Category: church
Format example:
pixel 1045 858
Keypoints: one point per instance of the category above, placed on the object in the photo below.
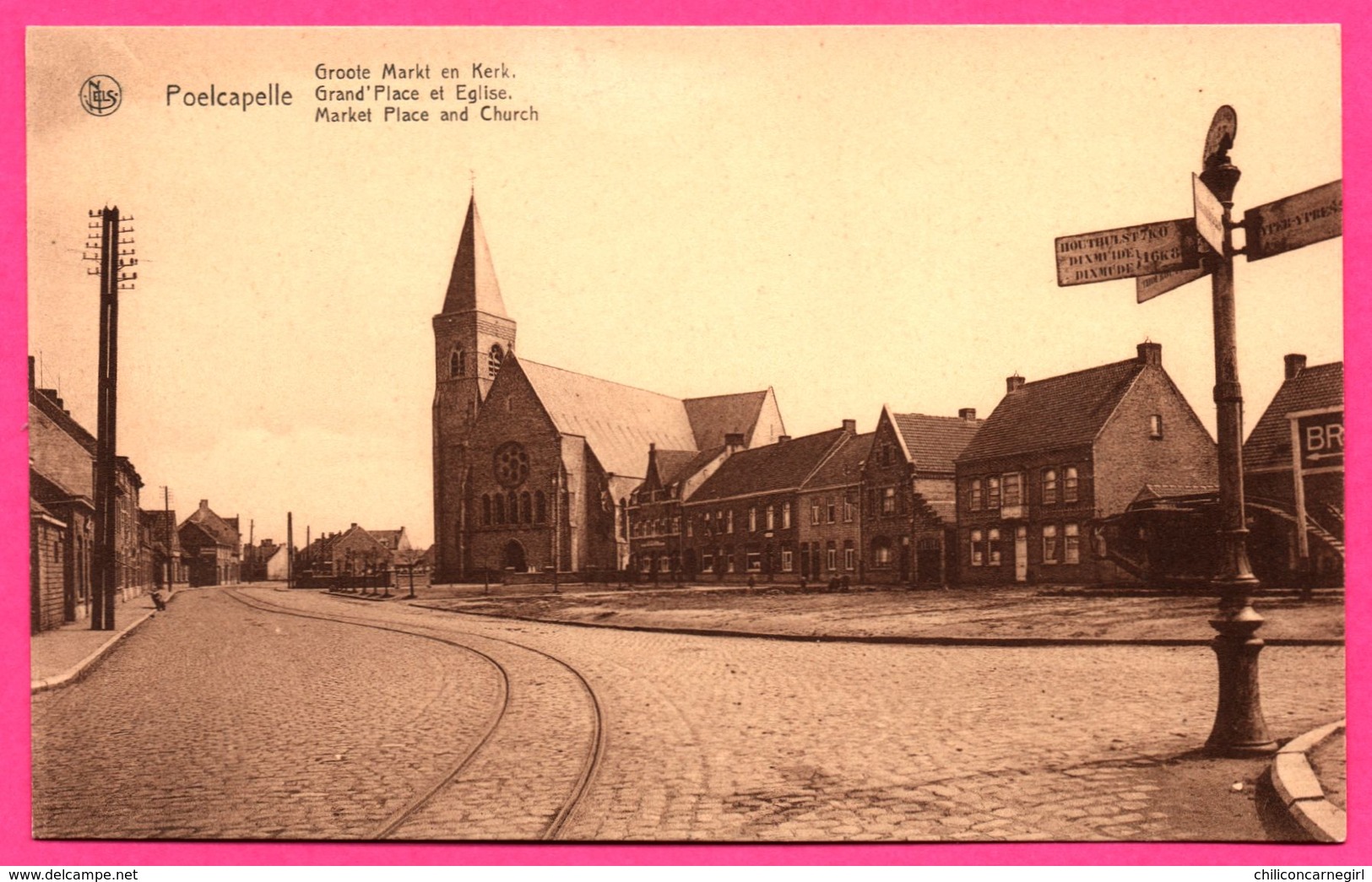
pixel 534 465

# # #

- **TASK INSTRUCTIONS**
Change "church" to "chapel" throughout the material and write it all out again, keeping everything else the same but leaving out the pictures.

- **COMPLETE ANSWER**
Category: chapel
Format example:
pixel 1045 858
Keypoints: one point per instance of the category above, placed on the object in the photo below.
pixel 534 465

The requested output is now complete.